Set exercise
Render the lines below as a JSON array of strings, with one string per line and any blank lines omitted.

Data for processing
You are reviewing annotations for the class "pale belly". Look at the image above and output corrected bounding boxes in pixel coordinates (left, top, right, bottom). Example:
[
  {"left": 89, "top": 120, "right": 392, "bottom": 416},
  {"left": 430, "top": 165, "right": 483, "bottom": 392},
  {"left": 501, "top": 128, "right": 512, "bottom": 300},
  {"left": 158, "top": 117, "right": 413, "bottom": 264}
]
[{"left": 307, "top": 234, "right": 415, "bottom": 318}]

Answer for the task
[
  "You are reviewing annotations for the class \"pale belly\". Look at the image above and output corrected bounding boxes in pixel coordinates (left, top, right, bottom). Example:",
  "[",
  "  {\"left\": 89, \"top\": 120, \"right\": 392, \"bottom\": 416},",
  "  {\"left\": 430, \"top\": 165, \"right\": 483, \"bottom\": 392},",
  "  {\"left\": 501, \"top\": 128, \"right\": 512, \"bottom\": 300},",
  "  {\"left\": 158, \"top\": 117, \"right\": 413, \"bottom\": 264}",
  "]",
  "[{\"left\": 307, \"top\": 234, \"right\": 415, \"bottom\": 318}]"
]